I've been apart of this community for some time. And I've read many posts that has been comforting or helpful in some way. And yet I wonder does anyone else out there who is a caregiver get frustrated or just fed up with the clinical/textbook responses on how to deal with a sick/disabled loved one? Today my mom went into a full blown rage. And she started to accuse me of tampering with her catheters and hiding some of her personal things. All the while screaming and crying and claiming that I was physically harming her. So I begin a Google search on how to cope with an emotionally unstable parent. And the responses were for the most part the most unhelpful, ignorant, just plain stupid answers that cannot help anyone. This is real life. Day in and day out. And I almost lost it when one of the responses read "have a conversation with your elderly parent. And establish boundaries". Now how in the world can anyone have a conversation with someone who is seeing and hearing things that are not even real or there? I would have better luck talking to Clifford the big red dog. Don't these doctors and all these people who make more money than I'll ever see know or understand that being a caregiver is the most challenging job anyone can have? We were the essential workers before COVID. Before the world shifted. And we are still overlooked, overwhelmed, overworked and under appreciated. We have no benefits or retirement plans. We suffer from poor health ourselves. We are prone to high levels of stress, depression, anxiety and everything else that falls in between. And the best you can do is to suggest or advise me to have a conversation with my elderly parent who by the way is erratic and confused. We are nothing, but we carry everything.
As to full time caregiving, I have utterly no idea how anyone undertakes to do this. I have often said that I have always known my shortcomings and my limitations to preclude ever attempting this kind of caregiving. I think if you have been here some time you have seen that one of the most common threads involves people who are losing it in response to their elders who have already lost it. It is so dreadful to lose those we love, and have their bodies going on while their minds so little resemble who they once were.
You have indicated in your post that your Mom's outbursts are not all that unusual so I will spare you our usual "check the urine for UTI" speel; but especially with the catheter, which keeps things so open to infection, it can become a bit chronic in these cases.
I wonder if you have begun to think of the time that may (or may not) be coming that you cannot do this 24/7 care?
I am so very sorry for all you are going through. I wish you the best. I always say that, and when I think on your situation I know that the best just "ain't gonna happen". I am honestly so sorry.

**ASSIGNED TASK 1:** Copy everything in the caregiver post from "As to full time" down to "in these cases.", swapping "caregiving" for "caretaking".
**ASSIGNED TASK 2:** In the caregiver post, what did the mom accuse the writer of doing?
The records that come next have no connection to the caregiver post.

[Natural-language descriptions of regions]
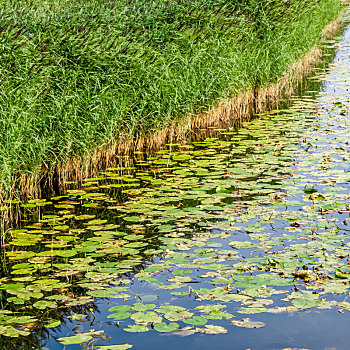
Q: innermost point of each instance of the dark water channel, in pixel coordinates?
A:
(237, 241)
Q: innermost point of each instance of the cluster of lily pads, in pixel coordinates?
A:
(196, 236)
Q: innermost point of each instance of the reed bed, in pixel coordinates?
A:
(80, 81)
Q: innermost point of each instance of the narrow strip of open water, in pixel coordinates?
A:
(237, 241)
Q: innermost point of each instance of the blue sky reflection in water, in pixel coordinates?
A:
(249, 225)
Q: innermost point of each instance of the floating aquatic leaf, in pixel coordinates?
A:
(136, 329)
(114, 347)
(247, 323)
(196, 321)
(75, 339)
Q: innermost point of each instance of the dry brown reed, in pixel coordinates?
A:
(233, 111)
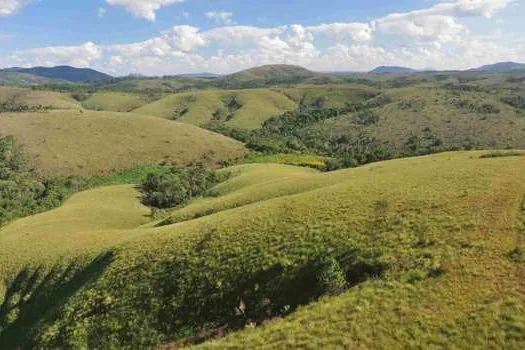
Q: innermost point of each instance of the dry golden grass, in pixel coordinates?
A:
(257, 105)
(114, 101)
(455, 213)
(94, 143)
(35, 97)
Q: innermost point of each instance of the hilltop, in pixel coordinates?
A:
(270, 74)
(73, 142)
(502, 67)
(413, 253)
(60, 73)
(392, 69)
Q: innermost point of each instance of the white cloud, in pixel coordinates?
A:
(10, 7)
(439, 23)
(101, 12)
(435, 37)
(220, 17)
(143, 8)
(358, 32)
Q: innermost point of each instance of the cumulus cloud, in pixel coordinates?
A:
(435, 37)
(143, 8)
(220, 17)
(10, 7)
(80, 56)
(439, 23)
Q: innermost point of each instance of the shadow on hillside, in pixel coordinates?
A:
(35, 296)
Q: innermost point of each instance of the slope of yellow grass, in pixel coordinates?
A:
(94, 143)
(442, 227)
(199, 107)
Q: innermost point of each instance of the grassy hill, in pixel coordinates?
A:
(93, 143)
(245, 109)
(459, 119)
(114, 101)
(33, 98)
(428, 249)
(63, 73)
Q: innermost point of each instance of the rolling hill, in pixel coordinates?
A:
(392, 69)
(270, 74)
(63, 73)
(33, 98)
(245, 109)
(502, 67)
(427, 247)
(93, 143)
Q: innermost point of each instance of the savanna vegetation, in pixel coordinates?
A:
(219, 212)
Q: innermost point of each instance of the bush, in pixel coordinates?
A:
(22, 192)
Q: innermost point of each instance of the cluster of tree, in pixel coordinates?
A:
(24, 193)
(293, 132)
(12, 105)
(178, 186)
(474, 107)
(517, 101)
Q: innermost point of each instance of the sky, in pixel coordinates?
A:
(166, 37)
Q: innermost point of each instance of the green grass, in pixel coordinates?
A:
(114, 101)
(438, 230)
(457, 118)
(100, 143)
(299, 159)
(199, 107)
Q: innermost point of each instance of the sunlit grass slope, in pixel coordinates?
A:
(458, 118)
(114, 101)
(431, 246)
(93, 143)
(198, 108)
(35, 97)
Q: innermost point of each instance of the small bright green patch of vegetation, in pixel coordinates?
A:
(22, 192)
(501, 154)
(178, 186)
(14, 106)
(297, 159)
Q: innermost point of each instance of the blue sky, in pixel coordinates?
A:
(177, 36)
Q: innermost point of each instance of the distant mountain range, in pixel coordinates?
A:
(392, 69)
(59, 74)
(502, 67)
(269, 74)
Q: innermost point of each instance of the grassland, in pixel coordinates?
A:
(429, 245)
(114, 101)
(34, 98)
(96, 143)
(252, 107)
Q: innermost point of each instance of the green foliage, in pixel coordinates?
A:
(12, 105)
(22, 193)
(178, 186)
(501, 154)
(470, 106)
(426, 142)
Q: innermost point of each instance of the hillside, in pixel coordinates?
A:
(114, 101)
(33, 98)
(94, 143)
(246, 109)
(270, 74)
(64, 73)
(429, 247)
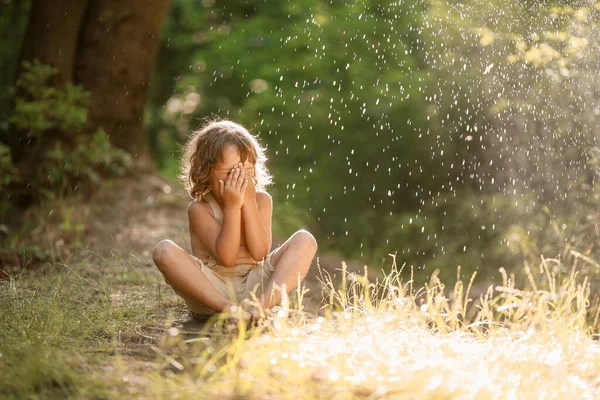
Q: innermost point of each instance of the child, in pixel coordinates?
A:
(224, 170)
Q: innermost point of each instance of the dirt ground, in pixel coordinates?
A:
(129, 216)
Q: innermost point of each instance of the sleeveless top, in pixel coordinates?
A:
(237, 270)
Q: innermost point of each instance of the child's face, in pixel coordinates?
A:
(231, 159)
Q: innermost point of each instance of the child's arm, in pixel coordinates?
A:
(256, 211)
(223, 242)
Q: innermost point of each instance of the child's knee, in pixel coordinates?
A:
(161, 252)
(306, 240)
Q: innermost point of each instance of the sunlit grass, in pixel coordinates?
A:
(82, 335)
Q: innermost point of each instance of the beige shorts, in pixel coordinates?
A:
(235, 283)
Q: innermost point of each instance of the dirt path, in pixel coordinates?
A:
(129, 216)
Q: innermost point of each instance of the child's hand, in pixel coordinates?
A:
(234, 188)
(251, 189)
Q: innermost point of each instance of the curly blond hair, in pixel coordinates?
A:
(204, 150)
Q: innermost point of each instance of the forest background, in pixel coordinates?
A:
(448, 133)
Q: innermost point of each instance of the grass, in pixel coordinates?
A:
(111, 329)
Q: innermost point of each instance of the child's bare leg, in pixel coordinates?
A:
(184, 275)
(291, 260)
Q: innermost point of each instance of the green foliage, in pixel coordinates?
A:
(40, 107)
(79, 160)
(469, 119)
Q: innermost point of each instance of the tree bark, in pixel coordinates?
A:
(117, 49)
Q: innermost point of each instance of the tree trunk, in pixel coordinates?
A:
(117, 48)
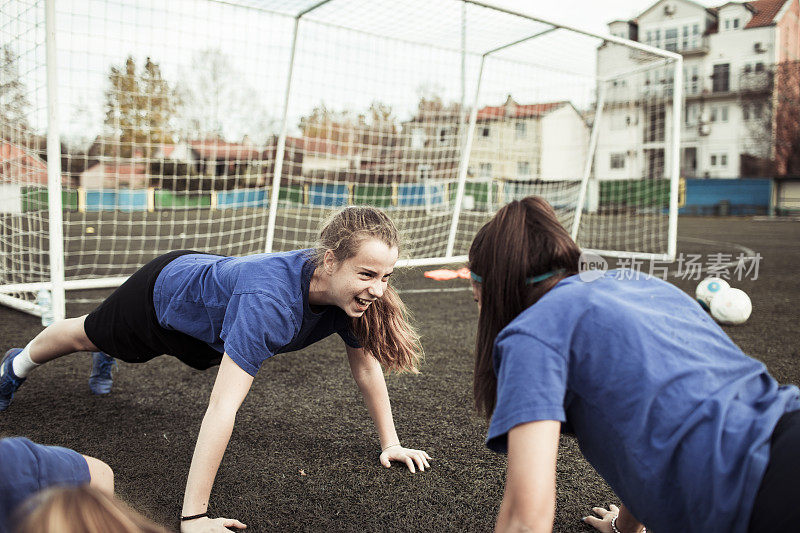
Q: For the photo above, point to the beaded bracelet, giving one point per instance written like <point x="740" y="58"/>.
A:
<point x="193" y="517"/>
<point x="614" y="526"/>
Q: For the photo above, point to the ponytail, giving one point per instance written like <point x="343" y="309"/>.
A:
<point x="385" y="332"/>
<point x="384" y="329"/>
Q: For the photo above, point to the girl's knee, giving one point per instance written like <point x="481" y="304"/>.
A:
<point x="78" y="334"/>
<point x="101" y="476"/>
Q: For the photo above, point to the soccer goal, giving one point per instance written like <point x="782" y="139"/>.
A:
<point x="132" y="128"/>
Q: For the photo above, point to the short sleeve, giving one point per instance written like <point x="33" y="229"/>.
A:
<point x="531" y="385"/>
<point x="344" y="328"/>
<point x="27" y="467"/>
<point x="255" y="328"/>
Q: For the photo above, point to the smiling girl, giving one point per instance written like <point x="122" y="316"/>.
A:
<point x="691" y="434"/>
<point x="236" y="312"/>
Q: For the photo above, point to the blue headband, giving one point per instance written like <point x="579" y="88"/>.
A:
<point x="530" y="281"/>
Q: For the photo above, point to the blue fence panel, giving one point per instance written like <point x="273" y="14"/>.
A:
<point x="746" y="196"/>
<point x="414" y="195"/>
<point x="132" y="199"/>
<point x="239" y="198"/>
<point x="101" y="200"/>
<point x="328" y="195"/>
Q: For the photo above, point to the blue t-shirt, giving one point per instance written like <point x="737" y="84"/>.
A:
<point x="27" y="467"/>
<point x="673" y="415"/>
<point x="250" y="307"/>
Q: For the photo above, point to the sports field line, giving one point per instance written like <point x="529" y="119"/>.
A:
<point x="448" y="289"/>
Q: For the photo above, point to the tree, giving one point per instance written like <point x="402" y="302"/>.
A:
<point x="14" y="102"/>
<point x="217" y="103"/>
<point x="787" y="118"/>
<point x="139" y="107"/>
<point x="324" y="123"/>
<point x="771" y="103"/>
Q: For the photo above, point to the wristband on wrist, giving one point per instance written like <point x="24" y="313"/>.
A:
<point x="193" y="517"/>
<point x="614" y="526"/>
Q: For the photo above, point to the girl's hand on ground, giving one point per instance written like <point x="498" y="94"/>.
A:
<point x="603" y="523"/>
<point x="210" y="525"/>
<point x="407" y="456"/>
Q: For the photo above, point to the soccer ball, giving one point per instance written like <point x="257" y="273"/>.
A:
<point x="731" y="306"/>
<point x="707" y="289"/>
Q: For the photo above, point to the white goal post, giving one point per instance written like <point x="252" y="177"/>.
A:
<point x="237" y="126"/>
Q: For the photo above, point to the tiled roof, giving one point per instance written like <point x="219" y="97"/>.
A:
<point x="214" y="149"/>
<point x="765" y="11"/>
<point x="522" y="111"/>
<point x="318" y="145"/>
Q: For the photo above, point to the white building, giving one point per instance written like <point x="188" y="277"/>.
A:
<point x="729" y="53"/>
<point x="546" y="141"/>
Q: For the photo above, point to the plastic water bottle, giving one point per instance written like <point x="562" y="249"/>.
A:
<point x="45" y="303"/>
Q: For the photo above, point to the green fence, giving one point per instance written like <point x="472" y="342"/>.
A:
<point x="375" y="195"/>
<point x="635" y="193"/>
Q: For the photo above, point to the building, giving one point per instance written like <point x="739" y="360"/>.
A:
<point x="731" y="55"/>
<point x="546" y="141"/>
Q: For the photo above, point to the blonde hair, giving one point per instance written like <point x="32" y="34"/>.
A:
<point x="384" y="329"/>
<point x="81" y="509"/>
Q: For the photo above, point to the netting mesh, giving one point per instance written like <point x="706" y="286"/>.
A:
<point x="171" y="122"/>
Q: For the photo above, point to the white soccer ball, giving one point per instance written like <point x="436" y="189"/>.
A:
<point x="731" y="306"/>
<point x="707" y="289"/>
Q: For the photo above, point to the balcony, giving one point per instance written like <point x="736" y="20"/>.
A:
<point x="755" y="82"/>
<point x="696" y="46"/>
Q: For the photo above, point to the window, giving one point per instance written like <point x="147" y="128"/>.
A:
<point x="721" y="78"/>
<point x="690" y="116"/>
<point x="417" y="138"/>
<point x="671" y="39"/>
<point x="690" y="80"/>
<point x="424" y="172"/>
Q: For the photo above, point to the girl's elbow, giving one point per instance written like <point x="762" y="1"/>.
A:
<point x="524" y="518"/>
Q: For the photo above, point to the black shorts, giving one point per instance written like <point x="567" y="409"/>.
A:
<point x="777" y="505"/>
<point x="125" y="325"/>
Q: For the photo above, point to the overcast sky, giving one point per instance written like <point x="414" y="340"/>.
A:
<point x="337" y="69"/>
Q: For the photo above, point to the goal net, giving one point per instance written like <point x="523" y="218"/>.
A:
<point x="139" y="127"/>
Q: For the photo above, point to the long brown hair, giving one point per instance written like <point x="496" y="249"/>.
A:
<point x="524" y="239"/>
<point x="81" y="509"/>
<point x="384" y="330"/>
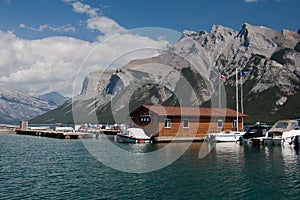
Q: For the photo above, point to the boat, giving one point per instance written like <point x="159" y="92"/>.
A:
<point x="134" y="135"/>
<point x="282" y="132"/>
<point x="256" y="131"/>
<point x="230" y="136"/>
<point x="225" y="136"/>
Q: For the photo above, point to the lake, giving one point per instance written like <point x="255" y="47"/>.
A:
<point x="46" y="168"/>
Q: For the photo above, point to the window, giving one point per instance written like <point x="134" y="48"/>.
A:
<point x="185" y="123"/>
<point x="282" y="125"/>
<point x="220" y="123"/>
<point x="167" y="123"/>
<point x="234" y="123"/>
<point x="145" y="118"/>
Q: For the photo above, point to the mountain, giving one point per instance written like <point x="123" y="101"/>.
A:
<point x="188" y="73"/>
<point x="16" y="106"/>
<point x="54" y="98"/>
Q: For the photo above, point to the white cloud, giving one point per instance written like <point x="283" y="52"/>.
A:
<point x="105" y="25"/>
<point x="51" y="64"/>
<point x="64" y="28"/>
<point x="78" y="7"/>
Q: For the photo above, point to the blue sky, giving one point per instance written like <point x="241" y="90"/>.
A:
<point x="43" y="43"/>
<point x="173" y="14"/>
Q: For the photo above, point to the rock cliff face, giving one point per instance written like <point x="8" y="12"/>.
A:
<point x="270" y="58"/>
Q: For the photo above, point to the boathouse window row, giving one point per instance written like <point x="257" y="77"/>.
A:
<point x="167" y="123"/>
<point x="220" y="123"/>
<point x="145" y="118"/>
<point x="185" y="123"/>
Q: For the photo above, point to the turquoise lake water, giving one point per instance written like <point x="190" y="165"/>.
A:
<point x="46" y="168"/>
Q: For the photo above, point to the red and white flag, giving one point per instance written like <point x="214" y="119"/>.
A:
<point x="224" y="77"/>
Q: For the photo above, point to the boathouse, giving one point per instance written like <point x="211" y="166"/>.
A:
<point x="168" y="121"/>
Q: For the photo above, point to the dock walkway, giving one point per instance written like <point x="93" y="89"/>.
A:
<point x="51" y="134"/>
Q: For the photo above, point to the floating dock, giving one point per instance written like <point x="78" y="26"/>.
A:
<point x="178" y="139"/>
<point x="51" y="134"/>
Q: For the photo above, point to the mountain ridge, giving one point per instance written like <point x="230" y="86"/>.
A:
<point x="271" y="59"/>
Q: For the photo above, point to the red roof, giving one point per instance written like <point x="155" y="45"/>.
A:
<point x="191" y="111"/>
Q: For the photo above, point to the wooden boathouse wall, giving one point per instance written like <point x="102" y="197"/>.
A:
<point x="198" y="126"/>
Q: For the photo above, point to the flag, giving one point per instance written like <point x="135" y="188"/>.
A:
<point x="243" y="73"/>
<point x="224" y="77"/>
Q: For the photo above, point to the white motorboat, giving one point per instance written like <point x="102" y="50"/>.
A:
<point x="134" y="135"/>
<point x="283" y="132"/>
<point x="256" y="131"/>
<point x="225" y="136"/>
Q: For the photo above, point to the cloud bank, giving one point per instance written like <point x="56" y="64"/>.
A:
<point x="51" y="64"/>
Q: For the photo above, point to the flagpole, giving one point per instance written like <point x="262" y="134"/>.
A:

**PROBLEM SOLUTION 1:**
As to full time caretaking, I have utterly no idea how anyone undertakes to do this. I have often said that I have always known my shortcomings and my limitations to preclude ever attempting this kind of caretaking. I think if you have been here some time you have seen that one of the most common threads involves people who are losing it in response to their elders who have already lost it. It is so dreadful to lose those we love, and have their bodies going on while their minds so little resemble who they once were.
You have indicated in your post that your Mom's outbursts are not all that unusual so I will spare you our usual "check the urine for UTI" speel; but especially with the catheter, which keeps things so open to infection, it can become a bit chronic in these cases.

**PROBLEM SOLUTION 2:** Tampering with her catheters and hiding some of her personal things.